Passage shown:
In the Spring of 1843, Friend Hopper visited Rhode Island, and Bucks
County, in Pennsylvania, to address the people in behalf of the
enslaved. He was accompanied by Lucinda Wilmarth, a very intelligent and
kind-hearted young person, who sometimes spoke on the same subject.
After she returned to her home in Massachusetts, she wrote as follows,
to the venerable companion of her mission; "Dear Father Hopper, I see by
the papers that Samuel Johnson has gone home. I well remember our call
upon him, on the second Sunday morning of our sojourn in that land of
roses. I also remember his radiant and peaceful countenance, which told
of a life well spent, and of calm and hopeful anticipations of the
future. I love to dwell upon my visit to Pennsylvania. I never saw
happier or more lovely homes. Never visited dwellings where those little
household divinities, goodness, order, and cheerfulness, held more
universal sway. I was enabled to view men and things from an entirely
new point of view. I had previously seen nothing of Quakerism, except in
a narrow orthodox form, with which I had no sympathy. I was much pleased
with the apparent freedom and philanthropy of the Friends I met there. I
know not whether it was their peculiar _ism_, that made them so
comparatively free and liberal. Perhaps I unconsciously assigned to
their Quakerism what merely belonged to their manhood. But the fact is,
they came nearer to realizing the ideal of Quakerism, associated in my
mind with Fox and Penn, than any people I have ever seen.

"I stopped at Providence on my way home. As soon as I entered Isaac
Hale's door, little Alice began to skip with joy, as she did that day
when we returned so unexpectedly to dine; but the next moment, she
looked down the stair-case, and exclaimed in a most anxious tone, 'Why
_did'nt_ Grandfather Hopper come? What _did_ you come alone for? What
_shall_ I do?' On my arrival home, the first noisy greetings of my
little brothers and sisters had scarcely subsided, before they began to
inquire, 'Why did'nt your _other_ father come, too?' They complained
that you had not written a single 'Tale of Oppression' for the Standard
since you were here. But a week after, my little sister came running
with an open newspaper in her hand, exclaiming, 'Father Hopper has made
another story!' She has named her doll for your little grand-daughter,
Lucy Gibbons, because you used to talk about her; and every day she
reads the book you gave her."

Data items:
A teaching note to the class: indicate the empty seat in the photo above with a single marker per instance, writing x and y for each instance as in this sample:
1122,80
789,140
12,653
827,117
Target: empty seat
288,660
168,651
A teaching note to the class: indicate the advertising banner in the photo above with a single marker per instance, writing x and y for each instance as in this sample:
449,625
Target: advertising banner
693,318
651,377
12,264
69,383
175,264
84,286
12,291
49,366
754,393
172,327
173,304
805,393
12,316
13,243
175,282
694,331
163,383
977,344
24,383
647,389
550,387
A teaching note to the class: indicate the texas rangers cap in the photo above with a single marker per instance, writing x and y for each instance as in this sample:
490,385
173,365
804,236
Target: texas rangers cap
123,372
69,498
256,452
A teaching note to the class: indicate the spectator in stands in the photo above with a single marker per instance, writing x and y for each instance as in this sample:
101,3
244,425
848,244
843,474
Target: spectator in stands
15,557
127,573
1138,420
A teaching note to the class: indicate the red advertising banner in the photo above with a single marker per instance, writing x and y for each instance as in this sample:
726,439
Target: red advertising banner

==

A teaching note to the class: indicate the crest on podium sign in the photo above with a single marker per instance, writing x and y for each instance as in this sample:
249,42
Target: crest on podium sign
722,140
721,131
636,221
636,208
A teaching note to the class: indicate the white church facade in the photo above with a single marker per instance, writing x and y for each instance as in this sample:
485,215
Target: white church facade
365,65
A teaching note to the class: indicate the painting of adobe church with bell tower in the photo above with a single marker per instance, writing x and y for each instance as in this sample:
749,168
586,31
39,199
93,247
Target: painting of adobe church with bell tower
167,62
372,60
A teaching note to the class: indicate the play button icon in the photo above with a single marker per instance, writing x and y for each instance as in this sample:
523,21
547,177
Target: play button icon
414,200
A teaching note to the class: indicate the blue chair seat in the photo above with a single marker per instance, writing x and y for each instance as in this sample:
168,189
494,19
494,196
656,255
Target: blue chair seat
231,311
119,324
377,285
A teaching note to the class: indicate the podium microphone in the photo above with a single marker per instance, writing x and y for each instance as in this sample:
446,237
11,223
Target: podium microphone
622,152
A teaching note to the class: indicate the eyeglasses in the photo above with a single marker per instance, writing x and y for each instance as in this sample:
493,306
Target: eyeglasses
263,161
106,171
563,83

...

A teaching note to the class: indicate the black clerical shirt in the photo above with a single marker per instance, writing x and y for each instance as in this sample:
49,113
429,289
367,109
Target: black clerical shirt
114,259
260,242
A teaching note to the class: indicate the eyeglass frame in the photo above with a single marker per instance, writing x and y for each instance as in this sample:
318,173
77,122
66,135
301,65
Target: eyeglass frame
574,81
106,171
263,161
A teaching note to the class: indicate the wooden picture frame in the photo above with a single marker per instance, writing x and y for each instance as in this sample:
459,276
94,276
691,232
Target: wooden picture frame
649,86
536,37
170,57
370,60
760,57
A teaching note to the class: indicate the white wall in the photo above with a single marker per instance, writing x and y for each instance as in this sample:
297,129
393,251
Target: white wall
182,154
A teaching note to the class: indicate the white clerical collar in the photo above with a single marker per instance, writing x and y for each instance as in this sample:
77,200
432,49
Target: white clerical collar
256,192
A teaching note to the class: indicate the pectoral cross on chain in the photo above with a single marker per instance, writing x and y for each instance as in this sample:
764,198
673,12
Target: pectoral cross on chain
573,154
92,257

Requirements:
[A] Reproduce verbatim the portion of the passage on Friend Hopper's visit from "In the Spring" to "the same subject.".
[B] Resume the passage on Friend Hopper's visit, carrying it forward from the point at which it stops.
These lines are separate material and have no connection to the passage on Friend Hopper's visit.

The replies:
[A]
In the Spring of 1843, Friend Hopper visited Rhode Island, and Bucks
County, in Pennsylvania, to address the people in behalf of the
enslaved. He was accompanied by Lucinda Wilmarth, a very intelligent and
kind-hearted young person, who sometimes spoke on the same subject.

[B]
Friend Hopper found great satisfaction in the perusal of the above
letter, not only on account of his great regard for the writer, but
because many of the Friends in Bucks County were the delight of his
heart. He was always telling me that if I wanted to see the best farms,
the best Quakers, and the most comfortable homes in the world, I must go
to Bucks County. In his descriptions, it was a blooming land of peace
and plenty, approaching as near to an earthly paradise, as could be
reasonably expected.

At the commencement of 1845, the American Anti-Slavery Society made some
changes in their office at New-York, by which the duties of editor and
treasurer, were performed by the same person; consequently Friend
Hopper's services were no longer needed. When he retired from the office
he had held during four years, the Society unanimously voted him thanks
for the fidelity with which he had discharged the duties entrusted to
him.

At that time, several intelligent and benevolent gentlemen in the city
of New-York were much interested in the condition of criminals
discharged from prisons, without money, without friends, and with a
character so blasted, that it was exceedingly difficult to procure
employment. However sincerely desirous such persons might be to lead a
better life, it seemed almost impossible for them to carry their good
resolutions into practice. The inconsiderate harshness of society forced
them back into dishonest courses, even when it was contrary to their own
inclinations. That this was a fruitful source of crime, and consequently
a great increase of expense to the state, no one could doubt who
candidly examined the subject. To meet the wants of this class of
sufferers, it was proposed to form a Prison Association, whose business
it should be to inquire into individual cases, and extend such sympathy
and assistance as circumstances required. This subject had occupied
Friend Hopper's mind almost as early as the wrongs of the slave. He
attended the meetings, and felt a lively interest in the discussions, in
which he often took part. The editor of the New-York Evening Mirror,
alluding to one of these occasions, says: "When Mr. Hopper rose to offer
some remarks, we thought the burst of applause which greeted the quaint
old man, (in the very costume of Franklin) was a spontaneous homage to
goodness; and we thanked God and took courage for poor human nature."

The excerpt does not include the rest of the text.